→ Records for the task:
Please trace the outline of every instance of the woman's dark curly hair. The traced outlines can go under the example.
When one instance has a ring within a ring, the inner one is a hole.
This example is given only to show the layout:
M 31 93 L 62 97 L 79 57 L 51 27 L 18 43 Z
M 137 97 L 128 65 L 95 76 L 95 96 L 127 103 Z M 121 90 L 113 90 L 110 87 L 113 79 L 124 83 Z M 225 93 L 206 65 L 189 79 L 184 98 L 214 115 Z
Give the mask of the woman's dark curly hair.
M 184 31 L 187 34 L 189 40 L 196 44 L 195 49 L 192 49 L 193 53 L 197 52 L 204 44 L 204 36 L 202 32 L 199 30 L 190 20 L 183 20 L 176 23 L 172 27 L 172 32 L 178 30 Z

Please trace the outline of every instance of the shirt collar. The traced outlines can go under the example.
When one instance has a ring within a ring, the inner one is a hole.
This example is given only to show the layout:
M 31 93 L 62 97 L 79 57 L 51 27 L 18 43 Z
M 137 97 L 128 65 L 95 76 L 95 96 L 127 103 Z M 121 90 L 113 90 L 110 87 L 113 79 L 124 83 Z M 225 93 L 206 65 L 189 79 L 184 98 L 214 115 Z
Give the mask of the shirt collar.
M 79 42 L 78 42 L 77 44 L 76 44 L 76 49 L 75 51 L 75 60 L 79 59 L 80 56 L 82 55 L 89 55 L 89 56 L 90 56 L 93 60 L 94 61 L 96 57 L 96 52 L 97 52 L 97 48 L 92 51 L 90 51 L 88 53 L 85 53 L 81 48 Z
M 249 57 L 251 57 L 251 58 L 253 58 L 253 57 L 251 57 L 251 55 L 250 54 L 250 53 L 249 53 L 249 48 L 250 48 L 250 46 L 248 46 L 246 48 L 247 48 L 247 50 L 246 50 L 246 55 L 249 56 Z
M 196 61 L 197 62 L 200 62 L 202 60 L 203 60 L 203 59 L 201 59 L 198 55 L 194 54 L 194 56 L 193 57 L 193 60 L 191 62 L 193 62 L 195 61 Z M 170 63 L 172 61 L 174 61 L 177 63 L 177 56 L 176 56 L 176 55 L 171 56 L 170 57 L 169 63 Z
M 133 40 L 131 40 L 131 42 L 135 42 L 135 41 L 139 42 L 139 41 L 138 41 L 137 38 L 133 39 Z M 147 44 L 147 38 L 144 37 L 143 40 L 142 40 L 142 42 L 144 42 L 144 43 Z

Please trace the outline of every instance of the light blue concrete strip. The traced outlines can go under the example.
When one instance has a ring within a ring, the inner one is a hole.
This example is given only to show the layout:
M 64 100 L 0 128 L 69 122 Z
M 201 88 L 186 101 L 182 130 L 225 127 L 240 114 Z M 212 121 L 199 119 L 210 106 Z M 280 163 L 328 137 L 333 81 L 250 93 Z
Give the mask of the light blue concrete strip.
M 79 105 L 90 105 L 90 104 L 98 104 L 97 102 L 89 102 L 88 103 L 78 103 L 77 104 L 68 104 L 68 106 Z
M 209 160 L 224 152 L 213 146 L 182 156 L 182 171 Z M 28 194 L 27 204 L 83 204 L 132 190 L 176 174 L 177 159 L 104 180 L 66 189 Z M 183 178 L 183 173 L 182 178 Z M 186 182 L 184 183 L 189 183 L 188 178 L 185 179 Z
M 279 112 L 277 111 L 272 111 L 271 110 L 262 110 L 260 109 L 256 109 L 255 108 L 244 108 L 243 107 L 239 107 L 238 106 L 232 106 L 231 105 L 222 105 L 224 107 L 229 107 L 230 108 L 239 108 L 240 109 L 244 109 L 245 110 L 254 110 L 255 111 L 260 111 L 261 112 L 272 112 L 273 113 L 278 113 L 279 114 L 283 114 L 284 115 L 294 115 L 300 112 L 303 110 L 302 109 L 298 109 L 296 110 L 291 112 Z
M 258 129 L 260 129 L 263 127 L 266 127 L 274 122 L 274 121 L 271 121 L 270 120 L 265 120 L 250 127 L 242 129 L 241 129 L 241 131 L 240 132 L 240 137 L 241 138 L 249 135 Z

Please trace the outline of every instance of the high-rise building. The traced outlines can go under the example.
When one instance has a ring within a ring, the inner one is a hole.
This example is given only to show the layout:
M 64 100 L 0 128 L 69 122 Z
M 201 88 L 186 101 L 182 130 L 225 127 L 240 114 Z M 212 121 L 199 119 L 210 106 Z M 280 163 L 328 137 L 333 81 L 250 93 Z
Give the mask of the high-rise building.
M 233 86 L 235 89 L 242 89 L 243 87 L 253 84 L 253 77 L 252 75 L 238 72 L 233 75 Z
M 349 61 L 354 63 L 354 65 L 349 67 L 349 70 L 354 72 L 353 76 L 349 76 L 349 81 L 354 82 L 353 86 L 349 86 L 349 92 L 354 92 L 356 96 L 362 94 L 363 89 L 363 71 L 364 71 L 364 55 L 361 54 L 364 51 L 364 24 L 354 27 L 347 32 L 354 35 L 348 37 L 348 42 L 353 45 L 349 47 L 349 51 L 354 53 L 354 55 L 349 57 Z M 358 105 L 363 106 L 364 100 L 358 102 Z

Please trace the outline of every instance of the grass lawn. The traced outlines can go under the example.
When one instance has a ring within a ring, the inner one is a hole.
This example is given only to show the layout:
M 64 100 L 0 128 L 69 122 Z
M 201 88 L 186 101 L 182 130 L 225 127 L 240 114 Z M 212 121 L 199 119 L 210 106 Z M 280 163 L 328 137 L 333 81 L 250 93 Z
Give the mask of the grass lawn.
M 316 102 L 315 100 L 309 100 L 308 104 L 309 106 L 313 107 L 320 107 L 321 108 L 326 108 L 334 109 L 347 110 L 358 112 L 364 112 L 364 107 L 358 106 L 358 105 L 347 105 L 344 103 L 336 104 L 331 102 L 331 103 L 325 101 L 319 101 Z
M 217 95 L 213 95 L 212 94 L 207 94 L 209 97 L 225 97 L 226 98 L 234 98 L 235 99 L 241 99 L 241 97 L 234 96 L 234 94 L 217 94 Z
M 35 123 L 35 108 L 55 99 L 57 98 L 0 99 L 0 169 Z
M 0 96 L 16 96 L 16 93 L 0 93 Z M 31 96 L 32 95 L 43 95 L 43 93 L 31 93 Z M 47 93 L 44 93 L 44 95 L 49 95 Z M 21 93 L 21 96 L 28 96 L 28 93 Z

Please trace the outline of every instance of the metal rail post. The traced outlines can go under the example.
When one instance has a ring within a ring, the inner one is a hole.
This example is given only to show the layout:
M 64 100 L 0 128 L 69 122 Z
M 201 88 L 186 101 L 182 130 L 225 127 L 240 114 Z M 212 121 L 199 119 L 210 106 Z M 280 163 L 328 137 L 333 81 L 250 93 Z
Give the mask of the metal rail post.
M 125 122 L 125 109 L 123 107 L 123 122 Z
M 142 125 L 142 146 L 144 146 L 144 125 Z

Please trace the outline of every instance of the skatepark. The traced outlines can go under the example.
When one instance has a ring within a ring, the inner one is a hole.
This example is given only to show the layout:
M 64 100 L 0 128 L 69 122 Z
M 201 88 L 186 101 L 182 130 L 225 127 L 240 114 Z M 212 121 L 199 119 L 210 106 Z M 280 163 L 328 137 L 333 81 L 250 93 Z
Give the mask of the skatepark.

→ Brief:
Could you retype, character for character, the lines from the one containing "Please trace the outline of every instance of the shirt" through the one containing "M 79 42 L 78", including both of those lines?

→ Expected output:
Please trace the outline of every instance of the shirt collar. The traced outlines can go under the example.
When one instance has a ring within a ring, the inner one is a hole.
This example is given only to show the layout:
M 31 93 L 62 97 L 79 57 L 51 27 L 18 43 Z
M 137 97 L 128 65 L 95 76 L 95 96 L 127 103 Z M 121 90 L 113 90 L 110 87 L 113 79 L 124 83 Z M 225 93 L 206 65 L 189 79 L 184 98 L 214 115 Z
Give the mask of the shirt collar.
M 79 42 L 78 42 L 77 44 L 76 44 L 76 49 L 75 51 L 75 60 L 79 59 L 80 56 L 82 55 L 89 55 L 89 56 L 90 56 L 93 60 L 94 61 L 96 57 L 96 52 L 97 52 L 97 48 L 92 51 L 90 51 L 88 53 L 85 53 L 81 48 Z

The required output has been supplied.